Hello, everybody
I am new to LAM MPI. At first I run on Redhat 9.0 + LAM 6.5, I can run
example programs with:
recon -v lamhosts (two hosts in file lamhosts)
lamboot -v lamhosts
mpirun -np 2 fpi
It's ok. But, when I downloaded and install the newest LAM 7.0, all failed
to run.
The following is the error infomation from "recon -v lamhost":
>>>>>>>
n0<5849> ssi:boot:base:linear: booting n0 (192.168.0.81)
n0<5849> ssi:boot:base:linear: booting n1 (192.168.0.37)
ERROR: LAM/MPI unexpectedly received the following on stderr:
192.168.0.37: Connection refused
-----------------------------------------------------------------------------
LAM failed to execute a process on the remote node "192.168.0.37".
LAM was not trying to invoke any LAM-specific commands yet -- we were
simply trying to determine what shell was being used on the remote
host.
LAM tried to use the remote agent command "rsh"
to invoke "echo $SHELL" on the remote node.
This usually indicates an authentication problem with the remote
agent, or some other configuration type of error in your .cshrc or
profile file. The following is a list of items that you may wish to
check on the remote node:
- You have an account and can login to the remote machine
- Incorrect permissions on your home directory (should
probably be 0755)

## Provided data

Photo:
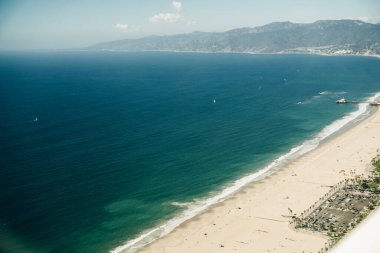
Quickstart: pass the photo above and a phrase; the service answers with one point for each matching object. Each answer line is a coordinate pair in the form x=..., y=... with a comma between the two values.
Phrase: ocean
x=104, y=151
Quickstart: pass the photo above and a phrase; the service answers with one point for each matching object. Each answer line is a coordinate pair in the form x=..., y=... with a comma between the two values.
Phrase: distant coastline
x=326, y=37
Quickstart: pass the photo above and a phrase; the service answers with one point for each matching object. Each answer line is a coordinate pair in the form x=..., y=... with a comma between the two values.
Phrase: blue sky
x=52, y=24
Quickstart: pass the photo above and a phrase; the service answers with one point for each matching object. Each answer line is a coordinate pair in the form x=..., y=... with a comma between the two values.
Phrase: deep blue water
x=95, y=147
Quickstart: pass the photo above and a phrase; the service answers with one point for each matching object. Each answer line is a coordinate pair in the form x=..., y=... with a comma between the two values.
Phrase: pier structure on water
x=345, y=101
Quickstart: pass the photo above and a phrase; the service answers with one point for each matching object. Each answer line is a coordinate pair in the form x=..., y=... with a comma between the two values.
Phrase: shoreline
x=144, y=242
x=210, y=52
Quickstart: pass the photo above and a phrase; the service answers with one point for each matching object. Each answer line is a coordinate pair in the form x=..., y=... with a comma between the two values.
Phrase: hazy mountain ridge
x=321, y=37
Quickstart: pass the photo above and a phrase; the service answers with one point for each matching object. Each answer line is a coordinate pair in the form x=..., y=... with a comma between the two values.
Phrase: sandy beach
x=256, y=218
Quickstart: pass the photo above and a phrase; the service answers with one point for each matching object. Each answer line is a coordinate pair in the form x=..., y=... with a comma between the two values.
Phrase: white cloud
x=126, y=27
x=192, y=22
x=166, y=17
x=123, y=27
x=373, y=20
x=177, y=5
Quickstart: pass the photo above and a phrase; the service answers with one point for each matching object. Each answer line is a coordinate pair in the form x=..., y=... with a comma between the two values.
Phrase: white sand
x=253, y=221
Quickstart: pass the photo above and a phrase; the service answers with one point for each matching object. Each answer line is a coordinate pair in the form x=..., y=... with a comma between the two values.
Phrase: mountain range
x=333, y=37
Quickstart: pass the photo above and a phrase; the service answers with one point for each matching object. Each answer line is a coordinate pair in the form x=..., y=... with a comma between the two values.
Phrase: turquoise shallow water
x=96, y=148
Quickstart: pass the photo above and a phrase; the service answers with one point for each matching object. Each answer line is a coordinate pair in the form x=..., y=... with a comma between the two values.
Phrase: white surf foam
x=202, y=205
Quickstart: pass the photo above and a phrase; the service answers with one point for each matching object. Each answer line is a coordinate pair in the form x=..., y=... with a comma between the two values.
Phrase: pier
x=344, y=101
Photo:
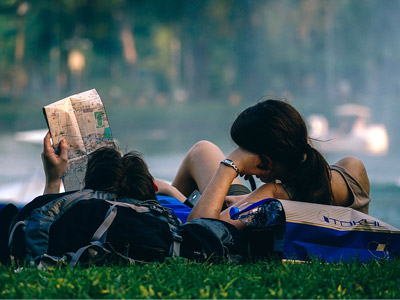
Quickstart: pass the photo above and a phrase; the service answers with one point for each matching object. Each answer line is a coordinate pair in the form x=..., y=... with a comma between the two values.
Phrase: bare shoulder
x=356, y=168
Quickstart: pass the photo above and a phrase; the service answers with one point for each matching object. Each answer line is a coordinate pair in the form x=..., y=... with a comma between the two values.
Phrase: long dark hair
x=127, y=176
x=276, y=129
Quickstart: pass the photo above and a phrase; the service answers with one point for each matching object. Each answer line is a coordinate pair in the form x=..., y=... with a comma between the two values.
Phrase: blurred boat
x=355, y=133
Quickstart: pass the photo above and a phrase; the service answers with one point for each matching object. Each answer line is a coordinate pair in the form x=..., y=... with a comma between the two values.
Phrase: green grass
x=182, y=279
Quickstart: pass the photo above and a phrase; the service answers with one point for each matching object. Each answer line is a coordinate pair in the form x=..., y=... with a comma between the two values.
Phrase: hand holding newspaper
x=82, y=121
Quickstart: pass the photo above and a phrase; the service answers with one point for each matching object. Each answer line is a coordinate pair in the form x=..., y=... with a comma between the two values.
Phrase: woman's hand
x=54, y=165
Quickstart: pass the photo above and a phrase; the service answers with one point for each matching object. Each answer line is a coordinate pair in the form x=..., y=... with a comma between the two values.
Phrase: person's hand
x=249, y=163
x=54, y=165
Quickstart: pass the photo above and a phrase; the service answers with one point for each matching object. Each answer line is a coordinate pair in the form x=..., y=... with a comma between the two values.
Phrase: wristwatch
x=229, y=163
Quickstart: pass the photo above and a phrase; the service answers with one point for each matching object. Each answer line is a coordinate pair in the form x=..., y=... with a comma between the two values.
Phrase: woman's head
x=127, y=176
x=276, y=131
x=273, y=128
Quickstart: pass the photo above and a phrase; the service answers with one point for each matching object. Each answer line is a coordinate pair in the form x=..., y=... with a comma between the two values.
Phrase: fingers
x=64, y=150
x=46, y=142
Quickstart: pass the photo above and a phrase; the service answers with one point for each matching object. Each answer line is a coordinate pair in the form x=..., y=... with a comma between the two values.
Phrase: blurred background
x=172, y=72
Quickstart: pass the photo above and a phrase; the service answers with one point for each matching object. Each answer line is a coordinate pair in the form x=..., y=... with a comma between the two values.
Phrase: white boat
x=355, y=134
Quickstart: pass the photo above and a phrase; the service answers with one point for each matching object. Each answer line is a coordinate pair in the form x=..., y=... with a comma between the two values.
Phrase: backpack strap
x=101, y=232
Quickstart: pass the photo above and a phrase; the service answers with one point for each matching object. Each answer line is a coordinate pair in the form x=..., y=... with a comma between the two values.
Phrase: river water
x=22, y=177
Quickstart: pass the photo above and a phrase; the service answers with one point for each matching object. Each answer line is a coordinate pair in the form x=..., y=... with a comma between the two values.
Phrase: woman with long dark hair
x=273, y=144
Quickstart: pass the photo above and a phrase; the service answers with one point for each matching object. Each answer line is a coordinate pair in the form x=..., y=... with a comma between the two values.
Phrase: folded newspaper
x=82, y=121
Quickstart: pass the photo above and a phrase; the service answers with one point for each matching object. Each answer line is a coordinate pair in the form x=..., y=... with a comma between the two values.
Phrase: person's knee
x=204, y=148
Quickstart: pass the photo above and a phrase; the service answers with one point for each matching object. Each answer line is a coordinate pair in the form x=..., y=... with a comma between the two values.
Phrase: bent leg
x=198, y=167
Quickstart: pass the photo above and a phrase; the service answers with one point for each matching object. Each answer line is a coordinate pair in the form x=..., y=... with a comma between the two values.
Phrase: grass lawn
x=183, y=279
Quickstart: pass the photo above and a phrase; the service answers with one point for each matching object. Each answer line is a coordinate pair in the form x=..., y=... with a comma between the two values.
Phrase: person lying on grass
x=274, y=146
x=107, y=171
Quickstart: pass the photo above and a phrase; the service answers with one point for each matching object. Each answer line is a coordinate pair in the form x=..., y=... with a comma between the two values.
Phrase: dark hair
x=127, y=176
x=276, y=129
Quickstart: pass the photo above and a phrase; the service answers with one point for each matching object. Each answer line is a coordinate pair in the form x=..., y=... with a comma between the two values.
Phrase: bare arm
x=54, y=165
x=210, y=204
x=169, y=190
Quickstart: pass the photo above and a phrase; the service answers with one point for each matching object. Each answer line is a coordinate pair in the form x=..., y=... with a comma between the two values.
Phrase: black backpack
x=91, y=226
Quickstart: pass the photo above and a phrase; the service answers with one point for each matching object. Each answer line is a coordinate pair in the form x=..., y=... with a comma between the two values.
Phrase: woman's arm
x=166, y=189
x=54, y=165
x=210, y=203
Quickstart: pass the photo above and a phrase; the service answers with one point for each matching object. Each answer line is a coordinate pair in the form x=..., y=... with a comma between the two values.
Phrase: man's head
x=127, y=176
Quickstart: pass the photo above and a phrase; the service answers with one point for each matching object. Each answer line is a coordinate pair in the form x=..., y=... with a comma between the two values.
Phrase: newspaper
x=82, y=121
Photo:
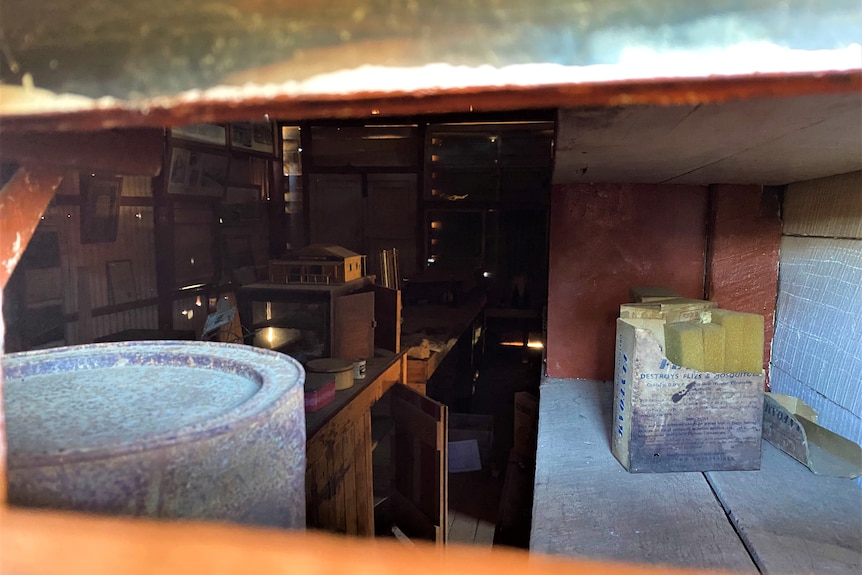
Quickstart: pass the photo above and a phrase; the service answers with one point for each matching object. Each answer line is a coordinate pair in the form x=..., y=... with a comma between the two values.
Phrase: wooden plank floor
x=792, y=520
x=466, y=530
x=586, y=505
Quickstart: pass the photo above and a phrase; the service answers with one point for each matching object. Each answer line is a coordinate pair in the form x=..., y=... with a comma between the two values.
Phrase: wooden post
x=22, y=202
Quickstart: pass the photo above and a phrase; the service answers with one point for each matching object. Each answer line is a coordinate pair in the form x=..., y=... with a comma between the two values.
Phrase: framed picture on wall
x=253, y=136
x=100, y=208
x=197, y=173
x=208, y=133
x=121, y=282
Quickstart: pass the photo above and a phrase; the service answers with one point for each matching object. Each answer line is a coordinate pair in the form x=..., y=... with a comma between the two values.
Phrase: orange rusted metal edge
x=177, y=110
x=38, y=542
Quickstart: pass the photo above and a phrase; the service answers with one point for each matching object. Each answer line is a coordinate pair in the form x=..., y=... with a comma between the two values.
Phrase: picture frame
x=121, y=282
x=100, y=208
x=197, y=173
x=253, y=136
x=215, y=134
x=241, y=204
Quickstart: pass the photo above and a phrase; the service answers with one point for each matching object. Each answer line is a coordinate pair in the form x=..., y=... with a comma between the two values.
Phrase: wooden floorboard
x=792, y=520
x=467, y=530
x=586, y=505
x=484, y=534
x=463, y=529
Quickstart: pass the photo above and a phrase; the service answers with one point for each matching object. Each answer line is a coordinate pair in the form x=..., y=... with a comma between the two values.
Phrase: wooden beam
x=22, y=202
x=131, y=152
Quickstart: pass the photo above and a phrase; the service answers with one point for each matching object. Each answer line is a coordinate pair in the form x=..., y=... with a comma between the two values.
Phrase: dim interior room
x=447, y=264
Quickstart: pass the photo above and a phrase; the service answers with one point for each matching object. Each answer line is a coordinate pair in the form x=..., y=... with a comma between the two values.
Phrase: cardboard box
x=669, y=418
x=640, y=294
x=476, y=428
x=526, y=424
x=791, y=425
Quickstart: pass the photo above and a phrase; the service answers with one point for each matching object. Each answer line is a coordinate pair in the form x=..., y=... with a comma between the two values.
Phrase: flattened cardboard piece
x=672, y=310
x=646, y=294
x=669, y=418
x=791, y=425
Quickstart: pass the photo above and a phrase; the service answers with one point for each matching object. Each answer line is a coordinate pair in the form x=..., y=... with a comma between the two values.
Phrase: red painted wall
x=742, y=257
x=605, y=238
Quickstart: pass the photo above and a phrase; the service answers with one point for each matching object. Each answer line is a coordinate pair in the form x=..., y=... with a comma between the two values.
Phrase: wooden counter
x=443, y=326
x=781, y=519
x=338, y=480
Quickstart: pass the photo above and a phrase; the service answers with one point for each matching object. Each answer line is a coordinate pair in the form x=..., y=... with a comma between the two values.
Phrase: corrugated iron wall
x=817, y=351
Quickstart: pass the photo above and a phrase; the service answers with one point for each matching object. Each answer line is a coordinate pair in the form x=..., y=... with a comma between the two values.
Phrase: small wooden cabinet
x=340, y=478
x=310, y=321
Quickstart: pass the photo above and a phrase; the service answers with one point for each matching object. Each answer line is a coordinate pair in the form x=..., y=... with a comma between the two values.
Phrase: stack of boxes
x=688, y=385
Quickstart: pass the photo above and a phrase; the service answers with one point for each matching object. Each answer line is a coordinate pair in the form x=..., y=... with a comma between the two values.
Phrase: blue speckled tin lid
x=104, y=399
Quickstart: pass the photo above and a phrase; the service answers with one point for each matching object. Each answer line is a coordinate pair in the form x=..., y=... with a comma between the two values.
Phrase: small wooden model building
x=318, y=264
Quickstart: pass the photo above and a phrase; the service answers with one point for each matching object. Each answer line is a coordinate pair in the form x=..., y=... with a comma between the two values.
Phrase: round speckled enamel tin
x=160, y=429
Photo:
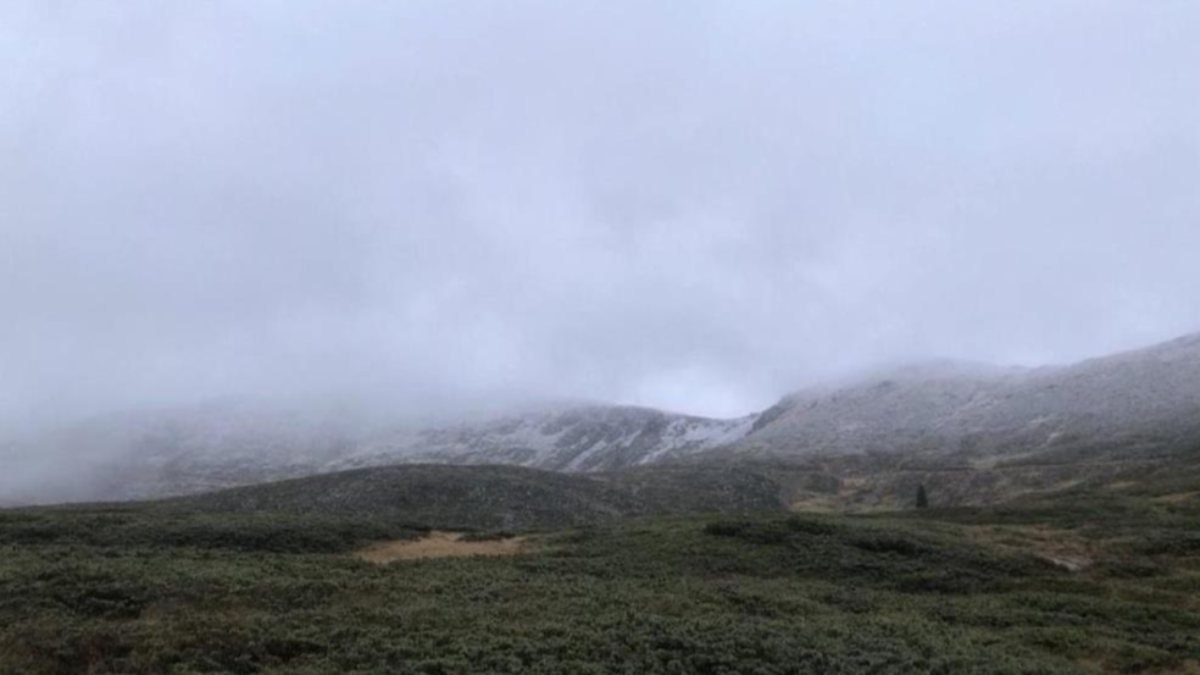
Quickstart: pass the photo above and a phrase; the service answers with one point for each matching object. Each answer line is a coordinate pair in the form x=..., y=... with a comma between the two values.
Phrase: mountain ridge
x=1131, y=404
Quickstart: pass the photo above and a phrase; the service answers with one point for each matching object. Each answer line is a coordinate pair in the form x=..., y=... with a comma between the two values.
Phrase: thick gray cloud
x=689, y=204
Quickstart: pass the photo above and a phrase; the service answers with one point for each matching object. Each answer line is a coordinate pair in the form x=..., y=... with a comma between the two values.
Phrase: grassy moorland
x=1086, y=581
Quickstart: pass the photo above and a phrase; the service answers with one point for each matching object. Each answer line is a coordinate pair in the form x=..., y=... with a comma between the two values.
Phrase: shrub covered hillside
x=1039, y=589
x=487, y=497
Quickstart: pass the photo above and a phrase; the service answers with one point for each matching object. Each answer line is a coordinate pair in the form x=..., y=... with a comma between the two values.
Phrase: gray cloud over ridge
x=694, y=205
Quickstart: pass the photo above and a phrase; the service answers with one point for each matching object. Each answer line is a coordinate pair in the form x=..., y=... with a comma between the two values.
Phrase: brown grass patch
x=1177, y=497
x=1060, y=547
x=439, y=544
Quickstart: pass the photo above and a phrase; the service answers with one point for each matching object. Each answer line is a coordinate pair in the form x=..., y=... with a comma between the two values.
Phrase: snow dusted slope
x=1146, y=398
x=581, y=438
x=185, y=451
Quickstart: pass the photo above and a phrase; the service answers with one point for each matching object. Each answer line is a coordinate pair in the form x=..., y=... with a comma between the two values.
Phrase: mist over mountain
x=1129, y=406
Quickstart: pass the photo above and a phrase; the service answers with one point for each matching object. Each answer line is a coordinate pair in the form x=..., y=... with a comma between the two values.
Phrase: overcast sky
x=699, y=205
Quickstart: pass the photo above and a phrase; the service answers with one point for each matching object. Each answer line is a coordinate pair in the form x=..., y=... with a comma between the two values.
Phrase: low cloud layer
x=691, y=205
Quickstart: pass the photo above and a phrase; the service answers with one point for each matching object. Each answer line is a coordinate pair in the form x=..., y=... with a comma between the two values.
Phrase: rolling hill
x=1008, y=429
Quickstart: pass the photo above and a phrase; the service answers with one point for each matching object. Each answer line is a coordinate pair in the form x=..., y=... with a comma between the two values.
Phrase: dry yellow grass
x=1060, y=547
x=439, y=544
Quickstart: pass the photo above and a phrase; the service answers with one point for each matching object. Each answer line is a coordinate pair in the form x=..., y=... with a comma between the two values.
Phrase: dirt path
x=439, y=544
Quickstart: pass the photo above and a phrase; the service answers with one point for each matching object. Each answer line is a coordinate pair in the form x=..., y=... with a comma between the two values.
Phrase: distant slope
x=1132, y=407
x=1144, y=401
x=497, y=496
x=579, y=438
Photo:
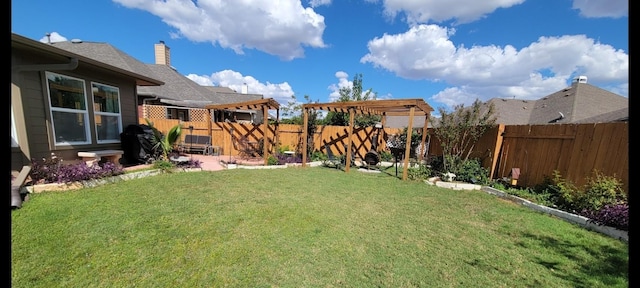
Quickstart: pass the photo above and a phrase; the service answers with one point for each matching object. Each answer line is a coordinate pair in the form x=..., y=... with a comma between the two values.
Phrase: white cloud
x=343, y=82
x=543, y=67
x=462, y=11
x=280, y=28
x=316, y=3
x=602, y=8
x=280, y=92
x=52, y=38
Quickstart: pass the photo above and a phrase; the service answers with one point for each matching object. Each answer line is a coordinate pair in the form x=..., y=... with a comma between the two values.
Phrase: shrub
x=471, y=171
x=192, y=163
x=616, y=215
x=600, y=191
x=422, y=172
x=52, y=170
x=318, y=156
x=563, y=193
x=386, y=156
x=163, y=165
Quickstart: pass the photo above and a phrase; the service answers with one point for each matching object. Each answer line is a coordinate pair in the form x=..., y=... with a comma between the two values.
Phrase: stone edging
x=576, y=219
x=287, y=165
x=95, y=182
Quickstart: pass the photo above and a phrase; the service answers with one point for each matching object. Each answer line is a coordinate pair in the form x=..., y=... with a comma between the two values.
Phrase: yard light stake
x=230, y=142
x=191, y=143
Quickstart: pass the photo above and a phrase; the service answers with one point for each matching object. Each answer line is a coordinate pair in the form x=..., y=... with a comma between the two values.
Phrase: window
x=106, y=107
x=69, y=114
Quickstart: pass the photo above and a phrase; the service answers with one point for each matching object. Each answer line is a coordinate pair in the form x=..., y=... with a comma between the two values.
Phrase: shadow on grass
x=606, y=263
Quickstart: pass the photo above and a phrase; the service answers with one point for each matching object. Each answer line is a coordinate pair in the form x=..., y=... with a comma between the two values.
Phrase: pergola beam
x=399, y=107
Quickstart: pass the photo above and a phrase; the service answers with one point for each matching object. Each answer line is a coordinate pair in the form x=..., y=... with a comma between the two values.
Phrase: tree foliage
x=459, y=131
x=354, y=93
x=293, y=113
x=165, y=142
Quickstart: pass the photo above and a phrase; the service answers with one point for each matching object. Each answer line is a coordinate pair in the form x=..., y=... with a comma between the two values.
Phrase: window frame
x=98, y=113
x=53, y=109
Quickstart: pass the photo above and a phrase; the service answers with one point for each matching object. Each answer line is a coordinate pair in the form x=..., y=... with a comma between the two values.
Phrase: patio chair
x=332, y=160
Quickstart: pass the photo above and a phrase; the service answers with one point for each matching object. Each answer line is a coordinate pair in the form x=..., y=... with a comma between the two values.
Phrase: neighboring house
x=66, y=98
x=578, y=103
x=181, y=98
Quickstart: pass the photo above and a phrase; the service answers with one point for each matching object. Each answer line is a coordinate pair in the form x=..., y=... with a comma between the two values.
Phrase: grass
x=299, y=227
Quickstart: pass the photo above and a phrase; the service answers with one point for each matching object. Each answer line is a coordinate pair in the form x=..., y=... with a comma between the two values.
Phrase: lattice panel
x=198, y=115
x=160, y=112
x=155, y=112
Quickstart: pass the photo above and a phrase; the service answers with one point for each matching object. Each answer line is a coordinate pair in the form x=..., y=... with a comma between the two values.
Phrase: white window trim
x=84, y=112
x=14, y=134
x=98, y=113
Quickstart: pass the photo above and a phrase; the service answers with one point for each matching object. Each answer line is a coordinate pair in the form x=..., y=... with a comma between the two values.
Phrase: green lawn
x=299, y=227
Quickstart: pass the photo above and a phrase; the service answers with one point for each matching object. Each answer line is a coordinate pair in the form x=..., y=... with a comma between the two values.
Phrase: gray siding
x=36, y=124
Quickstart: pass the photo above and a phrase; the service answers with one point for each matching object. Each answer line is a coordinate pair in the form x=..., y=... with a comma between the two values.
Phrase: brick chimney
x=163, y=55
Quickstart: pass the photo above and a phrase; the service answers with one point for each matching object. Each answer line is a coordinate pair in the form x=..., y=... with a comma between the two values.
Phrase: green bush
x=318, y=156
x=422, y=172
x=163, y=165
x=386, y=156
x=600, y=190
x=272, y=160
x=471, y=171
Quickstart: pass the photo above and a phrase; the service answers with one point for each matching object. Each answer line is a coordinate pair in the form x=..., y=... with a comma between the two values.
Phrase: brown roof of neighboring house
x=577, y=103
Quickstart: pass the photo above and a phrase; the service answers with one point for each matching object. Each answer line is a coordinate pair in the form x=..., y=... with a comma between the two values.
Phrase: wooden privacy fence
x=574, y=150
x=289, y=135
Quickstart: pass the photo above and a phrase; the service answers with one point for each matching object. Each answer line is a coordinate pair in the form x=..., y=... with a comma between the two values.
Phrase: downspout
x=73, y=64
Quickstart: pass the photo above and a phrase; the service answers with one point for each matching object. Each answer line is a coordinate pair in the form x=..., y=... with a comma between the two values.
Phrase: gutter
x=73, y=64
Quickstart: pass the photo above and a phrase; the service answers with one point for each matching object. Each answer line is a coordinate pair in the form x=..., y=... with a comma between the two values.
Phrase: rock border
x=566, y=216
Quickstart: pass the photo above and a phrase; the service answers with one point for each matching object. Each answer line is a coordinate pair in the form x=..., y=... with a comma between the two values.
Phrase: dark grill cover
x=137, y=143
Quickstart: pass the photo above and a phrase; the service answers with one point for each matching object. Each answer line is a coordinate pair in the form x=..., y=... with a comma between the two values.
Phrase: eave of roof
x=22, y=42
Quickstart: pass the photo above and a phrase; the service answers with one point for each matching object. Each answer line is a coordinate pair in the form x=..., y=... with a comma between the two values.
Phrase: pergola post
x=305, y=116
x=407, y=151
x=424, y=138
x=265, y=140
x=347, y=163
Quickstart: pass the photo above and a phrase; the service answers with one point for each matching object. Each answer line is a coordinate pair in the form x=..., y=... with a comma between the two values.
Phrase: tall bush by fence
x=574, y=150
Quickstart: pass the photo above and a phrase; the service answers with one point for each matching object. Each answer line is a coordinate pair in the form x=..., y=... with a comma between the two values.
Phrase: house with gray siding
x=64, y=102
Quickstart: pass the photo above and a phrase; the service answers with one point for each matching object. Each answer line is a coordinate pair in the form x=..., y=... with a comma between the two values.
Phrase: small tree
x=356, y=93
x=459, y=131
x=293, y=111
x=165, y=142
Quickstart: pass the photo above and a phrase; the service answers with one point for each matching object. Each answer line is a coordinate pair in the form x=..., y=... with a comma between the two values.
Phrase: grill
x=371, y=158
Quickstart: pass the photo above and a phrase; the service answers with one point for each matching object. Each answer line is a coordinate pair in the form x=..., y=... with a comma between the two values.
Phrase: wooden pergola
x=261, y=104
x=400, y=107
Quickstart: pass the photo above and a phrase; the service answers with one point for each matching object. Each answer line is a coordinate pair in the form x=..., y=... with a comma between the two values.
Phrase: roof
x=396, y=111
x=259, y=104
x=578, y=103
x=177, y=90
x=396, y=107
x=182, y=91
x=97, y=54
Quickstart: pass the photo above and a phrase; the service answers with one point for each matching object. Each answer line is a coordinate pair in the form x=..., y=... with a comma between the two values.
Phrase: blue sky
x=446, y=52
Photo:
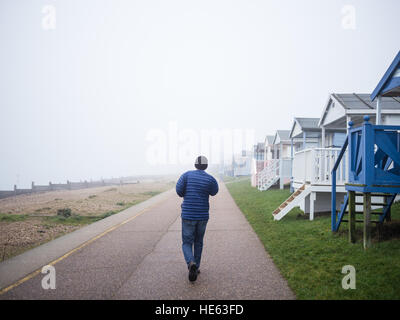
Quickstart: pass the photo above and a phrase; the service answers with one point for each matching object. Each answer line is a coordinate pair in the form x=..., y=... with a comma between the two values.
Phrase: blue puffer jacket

## Set exercise 1
Count how many lines of the listing contain the string "gray", matching case exactly, and reply with the number only.
## Set exercise 2
Extend the forum post about the LAM 7.0 boot failure, starting right after its last line.

## Written response 1
4

## Written response 2
- Incorrect permissions on your $HOME/.rhosts file (if you are
using rsh -- they should probably be 0644)
- You have an entry in the remote $HOME/.rhosts file (if you
are using rsh) for the machine and username that you are
running from
- Your .cshrc/.profile must not print anything out to the
standard error
- Your .cshrc/.profile should set a correct TERM type
- Your .cshrc/.profile should set the SHELL environment
variable to your default shell
Try invoking the following command at the unix command line:
rsh 192.168.0.37 -n echo $SHELL
You will need to configure your local setup such that you will *not*
be prompted for a password to invoke this command on the remote node.
No output should be printed from the remote node before the output of
the command is displayed.
When you can get this command to execute successfully by hand, LAM
will probably be able to function properly.
-----------------------------------------------------------------------------
n0<5849> ssi:boot:base:linear: Failed to boot n1 (192.168.0.37)
n0<5849> ssi:boot:base:linear: aborted!
-----------------------------------------------------------------------------
recon was not able to complete successfully. There can be any number
of problems that did not allow recon to work properly. You should use
the "-d" option to recon to get more information about each step that
recon attempts.
Any error message above may present a more detailed description of the
actual problem.
Here is general a list of prerequisites that *must* be fulfilled
before recon can work:
- Each machine in the hostfile must be reachable and operational.
- You must have an account on each machine.
- You must be able to rsh(1) to the machine (permissions
are typically set in the user's $HOME/.rhosts file).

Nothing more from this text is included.